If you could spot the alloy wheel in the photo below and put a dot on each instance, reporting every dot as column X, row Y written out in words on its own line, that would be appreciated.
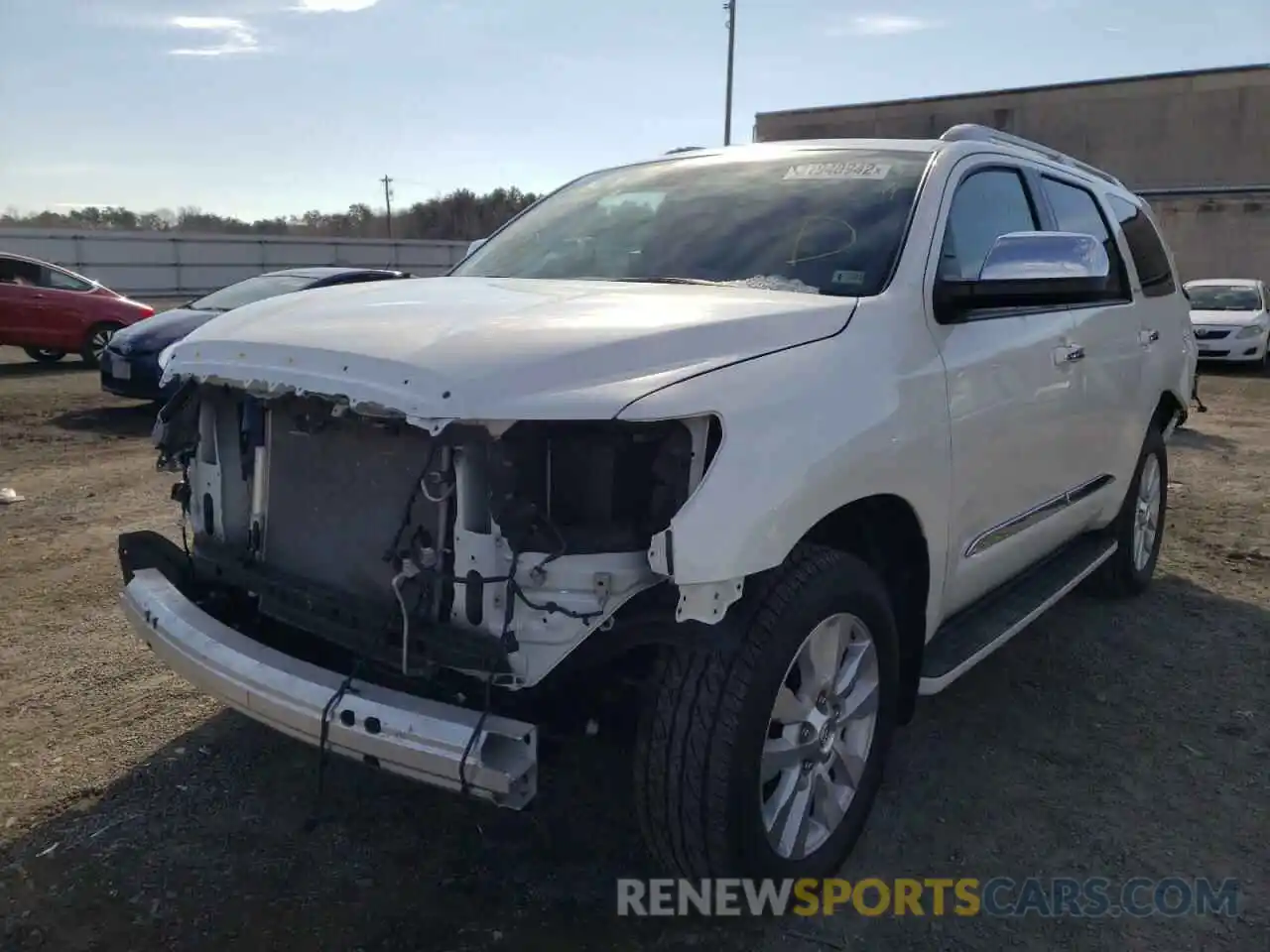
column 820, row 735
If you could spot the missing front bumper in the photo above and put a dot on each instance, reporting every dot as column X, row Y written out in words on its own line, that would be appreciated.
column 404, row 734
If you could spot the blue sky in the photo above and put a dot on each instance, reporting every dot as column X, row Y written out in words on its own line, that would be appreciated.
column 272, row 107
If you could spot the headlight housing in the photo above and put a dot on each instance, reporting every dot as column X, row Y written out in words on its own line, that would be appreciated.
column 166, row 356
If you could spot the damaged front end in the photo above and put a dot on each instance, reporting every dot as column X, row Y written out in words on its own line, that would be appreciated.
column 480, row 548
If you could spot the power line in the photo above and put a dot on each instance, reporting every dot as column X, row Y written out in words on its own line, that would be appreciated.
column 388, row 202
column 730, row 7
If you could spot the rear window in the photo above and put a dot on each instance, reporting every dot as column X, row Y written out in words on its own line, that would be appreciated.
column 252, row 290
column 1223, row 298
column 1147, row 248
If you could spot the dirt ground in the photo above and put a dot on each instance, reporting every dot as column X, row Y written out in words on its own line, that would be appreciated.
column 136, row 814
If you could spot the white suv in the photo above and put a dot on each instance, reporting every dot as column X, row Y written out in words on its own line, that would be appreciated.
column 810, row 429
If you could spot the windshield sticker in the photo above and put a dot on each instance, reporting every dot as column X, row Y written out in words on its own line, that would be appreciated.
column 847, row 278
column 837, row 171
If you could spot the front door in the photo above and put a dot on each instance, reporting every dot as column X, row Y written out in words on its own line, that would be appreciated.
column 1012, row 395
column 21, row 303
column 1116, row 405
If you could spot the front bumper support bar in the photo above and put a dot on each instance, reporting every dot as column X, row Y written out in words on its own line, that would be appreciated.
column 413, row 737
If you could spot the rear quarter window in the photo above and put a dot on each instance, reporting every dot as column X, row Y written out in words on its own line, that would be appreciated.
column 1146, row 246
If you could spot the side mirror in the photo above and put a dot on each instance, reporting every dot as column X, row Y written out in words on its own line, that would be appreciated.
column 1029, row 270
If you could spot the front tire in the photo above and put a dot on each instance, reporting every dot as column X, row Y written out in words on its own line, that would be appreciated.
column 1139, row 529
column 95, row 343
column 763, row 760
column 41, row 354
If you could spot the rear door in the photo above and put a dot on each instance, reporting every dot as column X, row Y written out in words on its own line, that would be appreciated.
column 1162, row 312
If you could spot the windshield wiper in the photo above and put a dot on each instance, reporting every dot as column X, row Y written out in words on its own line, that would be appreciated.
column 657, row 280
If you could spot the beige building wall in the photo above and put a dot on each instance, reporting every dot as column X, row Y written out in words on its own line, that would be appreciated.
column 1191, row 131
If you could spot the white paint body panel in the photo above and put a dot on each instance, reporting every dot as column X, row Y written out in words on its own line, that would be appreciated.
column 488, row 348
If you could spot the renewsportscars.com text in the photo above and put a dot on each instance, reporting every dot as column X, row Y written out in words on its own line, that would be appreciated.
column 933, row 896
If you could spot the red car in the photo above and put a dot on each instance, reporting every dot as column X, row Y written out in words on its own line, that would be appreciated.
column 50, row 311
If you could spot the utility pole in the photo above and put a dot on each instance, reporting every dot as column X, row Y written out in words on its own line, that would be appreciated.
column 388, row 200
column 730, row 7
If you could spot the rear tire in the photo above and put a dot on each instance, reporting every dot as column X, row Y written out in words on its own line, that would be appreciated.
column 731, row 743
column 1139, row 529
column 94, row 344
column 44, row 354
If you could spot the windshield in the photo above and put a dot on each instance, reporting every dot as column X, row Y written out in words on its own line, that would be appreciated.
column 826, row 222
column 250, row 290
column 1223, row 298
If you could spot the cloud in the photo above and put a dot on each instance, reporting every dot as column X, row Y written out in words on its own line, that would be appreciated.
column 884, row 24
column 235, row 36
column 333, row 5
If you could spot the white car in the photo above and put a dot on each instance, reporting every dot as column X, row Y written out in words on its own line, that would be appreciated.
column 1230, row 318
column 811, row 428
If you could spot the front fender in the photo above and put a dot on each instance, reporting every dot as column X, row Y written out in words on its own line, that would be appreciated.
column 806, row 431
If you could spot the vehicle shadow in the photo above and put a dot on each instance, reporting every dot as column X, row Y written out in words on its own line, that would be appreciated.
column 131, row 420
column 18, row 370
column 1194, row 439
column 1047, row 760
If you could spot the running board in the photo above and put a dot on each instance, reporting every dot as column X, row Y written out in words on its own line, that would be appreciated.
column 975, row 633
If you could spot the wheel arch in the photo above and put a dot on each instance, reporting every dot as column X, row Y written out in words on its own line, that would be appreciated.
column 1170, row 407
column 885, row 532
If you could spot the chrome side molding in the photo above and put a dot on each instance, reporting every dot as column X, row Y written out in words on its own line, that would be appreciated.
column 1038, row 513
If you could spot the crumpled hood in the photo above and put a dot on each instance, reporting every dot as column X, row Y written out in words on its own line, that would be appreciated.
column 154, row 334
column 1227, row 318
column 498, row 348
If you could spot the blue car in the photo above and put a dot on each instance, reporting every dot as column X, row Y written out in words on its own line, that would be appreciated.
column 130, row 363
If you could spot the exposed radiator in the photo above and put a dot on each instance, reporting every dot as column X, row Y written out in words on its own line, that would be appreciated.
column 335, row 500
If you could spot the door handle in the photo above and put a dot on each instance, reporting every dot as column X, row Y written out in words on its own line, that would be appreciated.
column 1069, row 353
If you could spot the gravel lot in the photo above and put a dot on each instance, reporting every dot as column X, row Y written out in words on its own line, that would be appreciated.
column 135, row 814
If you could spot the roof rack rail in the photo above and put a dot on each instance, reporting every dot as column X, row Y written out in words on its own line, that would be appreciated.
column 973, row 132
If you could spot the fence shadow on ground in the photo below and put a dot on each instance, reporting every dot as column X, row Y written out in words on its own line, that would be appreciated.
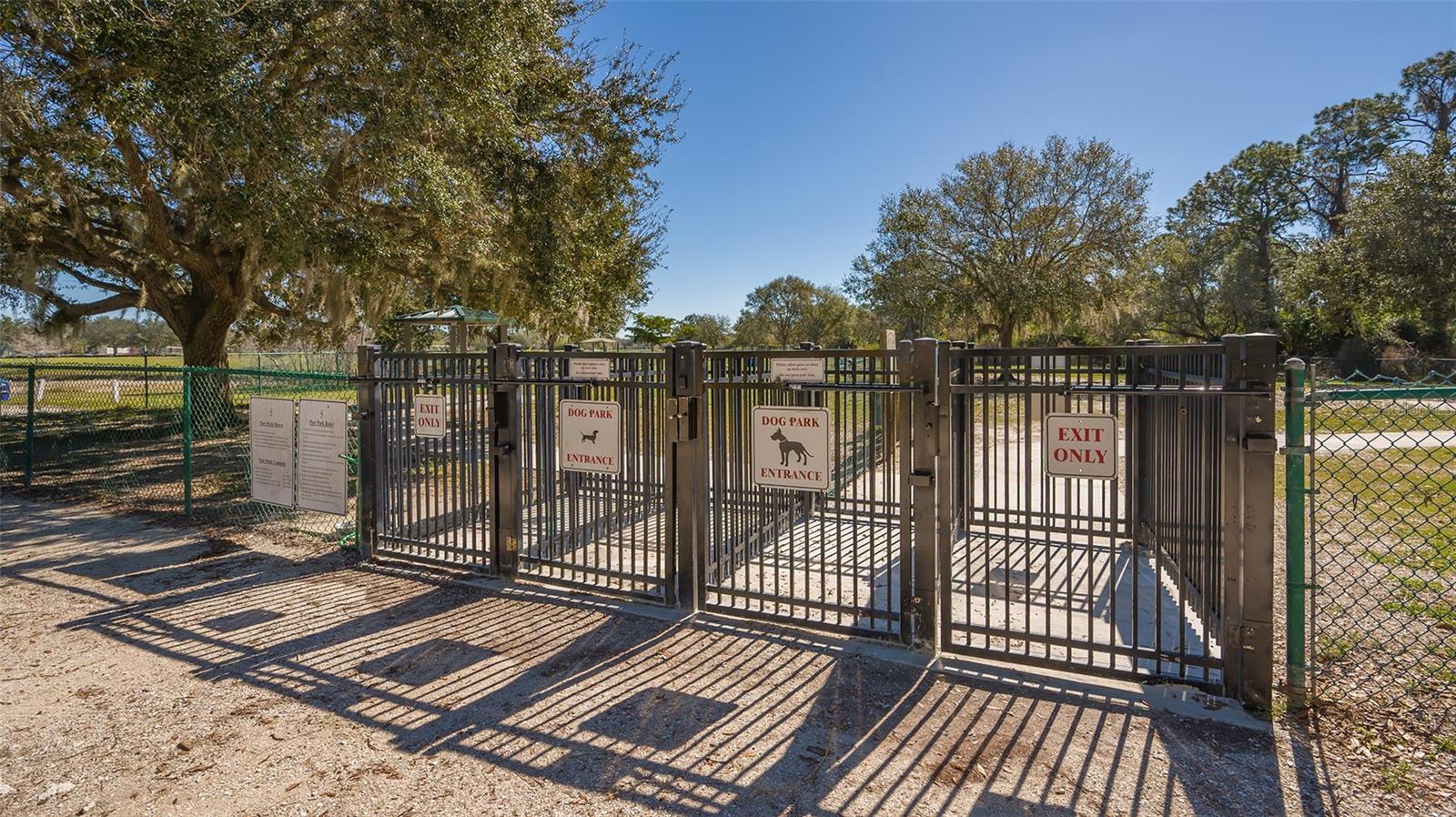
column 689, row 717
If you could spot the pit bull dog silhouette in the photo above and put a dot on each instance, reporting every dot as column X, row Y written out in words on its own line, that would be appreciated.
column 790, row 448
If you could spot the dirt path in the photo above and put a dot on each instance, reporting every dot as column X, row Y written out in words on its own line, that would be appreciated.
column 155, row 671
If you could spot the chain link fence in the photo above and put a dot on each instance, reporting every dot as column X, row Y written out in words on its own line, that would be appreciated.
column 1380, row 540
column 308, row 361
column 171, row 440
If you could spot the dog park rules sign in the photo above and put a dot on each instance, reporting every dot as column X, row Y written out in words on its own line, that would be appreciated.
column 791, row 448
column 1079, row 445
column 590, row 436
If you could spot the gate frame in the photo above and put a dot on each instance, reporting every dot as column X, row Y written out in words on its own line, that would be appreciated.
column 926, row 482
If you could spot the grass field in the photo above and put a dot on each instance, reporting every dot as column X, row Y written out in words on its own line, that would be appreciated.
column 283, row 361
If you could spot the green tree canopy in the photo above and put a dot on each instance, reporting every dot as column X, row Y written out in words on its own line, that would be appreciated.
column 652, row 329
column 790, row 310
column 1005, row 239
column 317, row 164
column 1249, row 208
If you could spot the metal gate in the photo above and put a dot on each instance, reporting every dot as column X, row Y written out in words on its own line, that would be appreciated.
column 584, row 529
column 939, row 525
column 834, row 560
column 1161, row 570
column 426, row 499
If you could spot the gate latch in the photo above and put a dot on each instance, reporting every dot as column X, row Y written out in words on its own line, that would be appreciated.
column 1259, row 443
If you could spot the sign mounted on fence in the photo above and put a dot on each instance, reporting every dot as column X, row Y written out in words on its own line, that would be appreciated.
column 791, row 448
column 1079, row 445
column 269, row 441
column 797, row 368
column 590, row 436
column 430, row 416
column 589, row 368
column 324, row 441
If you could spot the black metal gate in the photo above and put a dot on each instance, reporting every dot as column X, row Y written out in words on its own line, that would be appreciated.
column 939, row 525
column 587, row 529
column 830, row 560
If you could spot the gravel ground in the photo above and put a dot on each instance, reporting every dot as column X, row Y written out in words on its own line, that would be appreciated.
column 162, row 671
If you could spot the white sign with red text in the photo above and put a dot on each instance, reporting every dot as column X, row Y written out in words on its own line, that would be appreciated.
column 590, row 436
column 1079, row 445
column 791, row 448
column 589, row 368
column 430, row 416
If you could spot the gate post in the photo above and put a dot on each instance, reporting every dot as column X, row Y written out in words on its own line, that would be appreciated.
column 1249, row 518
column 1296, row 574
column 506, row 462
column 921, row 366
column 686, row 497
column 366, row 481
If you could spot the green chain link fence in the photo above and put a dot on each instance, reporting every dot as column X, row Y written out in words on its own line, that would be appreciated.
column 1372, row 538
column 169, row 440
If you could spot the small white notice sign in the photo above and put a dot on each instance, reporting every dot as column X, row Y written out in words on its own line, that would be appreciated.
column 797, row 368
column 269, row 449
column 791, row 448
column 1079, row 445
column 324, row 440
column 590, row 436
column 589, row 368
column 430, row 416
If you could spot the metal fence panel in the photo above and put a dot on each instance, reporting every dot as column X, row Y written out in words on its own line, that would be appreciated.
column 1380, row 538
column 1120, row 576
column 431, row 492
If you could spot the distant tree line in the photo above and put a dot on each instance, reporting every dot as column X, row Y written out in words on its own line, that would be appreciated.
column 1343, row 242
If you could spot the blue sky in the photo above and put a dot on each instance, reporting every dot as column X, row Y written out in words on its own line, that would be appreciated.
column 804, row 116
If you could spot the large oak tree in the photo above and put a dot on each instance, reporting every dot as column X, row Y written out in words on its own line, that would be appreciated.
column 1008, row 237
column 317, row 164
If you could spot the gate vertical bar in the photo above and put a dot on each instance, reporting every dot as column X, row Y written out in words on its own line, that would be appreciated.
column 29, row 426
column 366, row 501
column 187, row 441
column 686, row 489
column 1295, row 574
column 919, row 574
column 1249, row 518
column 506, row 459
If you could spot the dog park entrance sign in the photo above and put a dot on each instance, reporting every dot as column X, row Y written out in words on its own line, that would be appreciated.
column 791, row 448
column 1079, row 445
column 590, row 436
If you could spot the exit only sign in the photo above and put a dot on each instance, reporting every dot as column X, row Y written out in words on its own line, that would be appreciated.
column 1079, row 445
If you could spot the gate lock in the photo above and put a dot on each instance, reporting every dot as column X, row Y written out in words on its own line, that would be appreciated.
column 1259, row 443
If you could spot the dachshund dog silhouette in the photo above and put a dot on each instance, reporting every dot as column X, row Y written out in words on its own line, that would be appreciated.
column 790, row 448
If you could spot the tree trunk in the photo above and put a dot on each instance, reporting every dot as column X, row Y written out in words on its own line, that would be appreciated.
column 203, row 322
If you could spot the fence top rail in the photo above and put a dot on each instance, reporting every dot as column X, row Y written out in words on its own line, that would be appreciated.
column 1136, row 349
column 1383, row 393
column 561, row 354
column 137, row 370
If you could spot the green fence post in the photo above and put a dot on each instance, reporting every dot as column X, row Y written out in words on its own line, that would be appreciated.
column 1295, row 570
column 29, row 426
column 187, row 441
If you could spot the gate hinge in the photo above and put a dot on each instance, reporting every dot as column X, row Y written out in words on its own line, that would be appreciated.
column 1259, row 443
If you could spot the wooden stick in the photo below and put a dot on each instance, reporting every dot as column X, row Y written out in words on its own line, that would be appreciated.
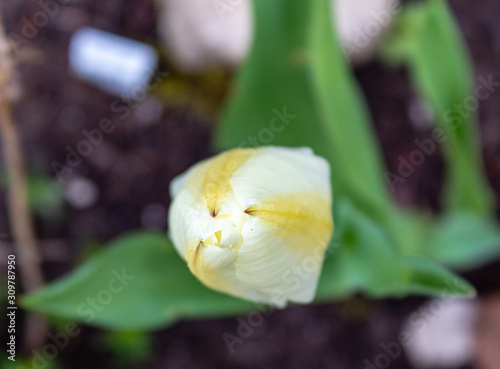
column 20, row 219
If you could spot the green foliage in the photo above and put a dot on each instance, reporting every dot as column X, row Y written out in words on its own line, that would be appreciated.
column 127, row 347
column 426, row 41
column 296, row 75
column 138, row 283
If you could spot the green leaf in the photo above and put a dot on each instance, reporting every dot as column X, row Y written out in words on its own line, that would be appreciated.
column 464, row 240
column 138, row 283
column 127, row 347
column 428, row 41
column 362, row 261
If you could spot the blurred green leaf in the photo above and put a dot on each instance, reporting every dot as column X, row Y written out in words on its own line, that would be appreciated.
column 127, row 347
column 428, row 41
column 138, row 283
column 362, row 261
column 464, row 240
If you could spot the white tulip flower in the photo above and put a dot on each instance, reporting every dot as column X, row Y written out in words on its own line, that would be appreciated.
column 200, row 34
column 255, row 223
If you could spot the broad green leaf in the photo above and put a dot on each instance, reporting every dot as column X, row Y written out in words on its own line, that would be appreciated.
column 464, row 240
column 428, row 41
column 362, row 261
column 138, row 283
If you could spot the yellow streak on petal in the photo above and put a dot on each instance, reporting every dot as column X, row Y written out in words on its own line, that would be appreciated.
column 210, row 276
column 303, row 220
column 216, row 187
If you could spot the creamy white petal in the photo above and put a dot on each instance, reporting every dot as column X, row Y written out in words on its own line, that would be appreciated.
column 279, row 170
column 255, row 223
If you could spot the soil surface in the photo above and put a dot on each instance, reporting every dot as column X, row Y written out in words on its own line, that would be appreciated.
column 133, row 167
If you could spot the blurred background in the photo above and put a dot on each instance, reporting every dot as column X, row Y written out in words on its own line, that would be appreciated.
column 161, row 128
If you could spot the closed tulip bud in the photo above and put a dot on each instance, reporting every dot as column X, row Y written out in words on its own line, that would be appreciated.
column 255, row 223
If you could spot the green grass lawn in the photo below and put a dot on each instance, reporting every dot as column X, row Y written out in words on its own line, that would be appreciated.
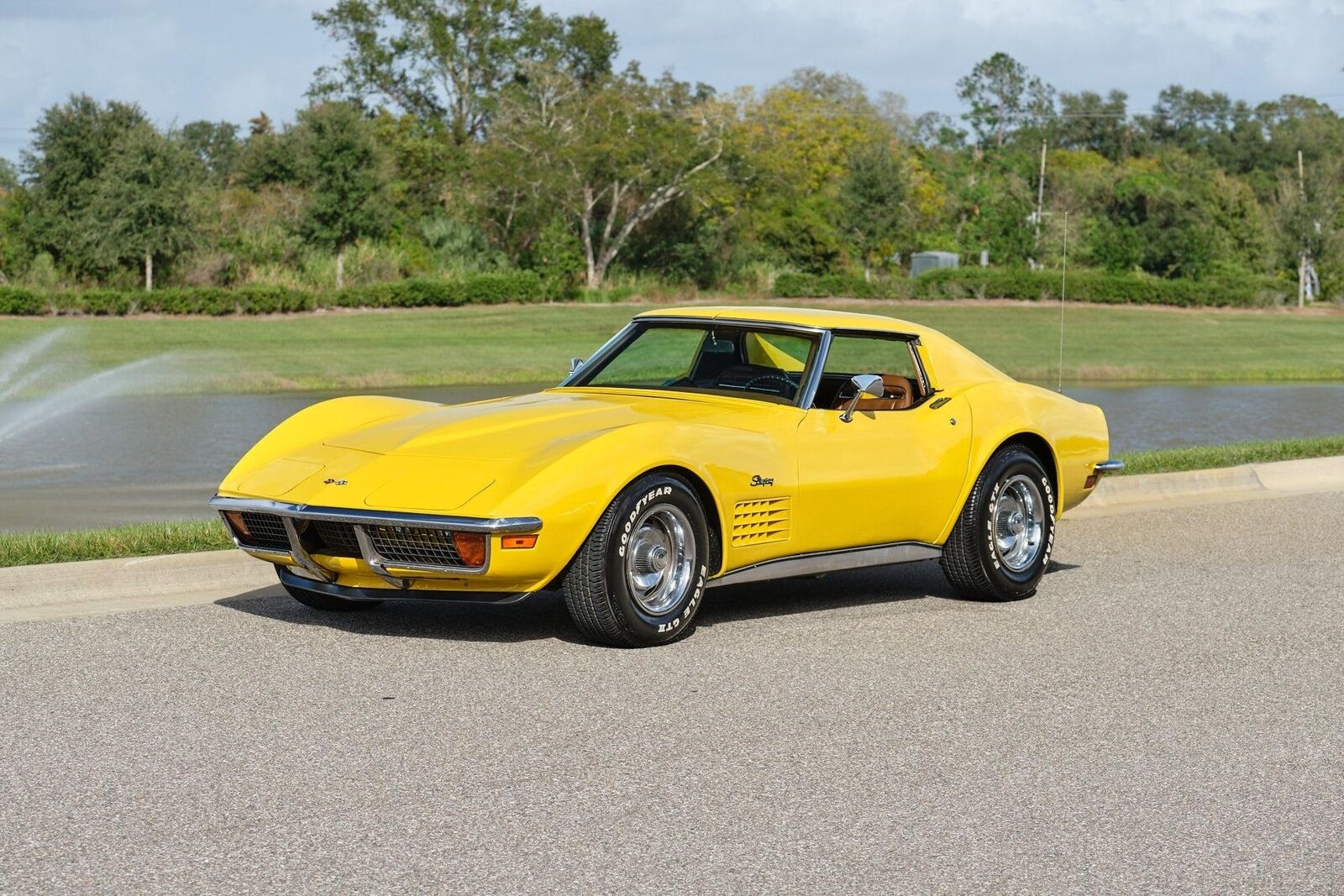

______

What needs to be done: Please turn the records into a two-column CSV with the headers instruction and points. Begin at the line that has "If you could spot the creamy" and stop after the line that has "column 161, row 128". Give one row per record, with its text and its full answer each in one quoted field and line breaks replaced by spaces.

Solution to this problem:
instruction,points
"If you could spot the creamy white petal in the photo above and put a dot on each instance, reporting every dot as column X, row Y written out in words on its own line, that would be appreciated.","column 279, row 170 column 255, row 223"
"If you could spot the soil surface in the photo above and put a dot on each instance, reporting every dot as column X, row Y written out in words on its own line, that would be appreciated.","column 133, row 167"
"If you could spot the blurred background in the photo above and put a dot on each instance, reporting every dot as column X, row Y written out in words on its own line, that would be appreciated.","column 161, row 128"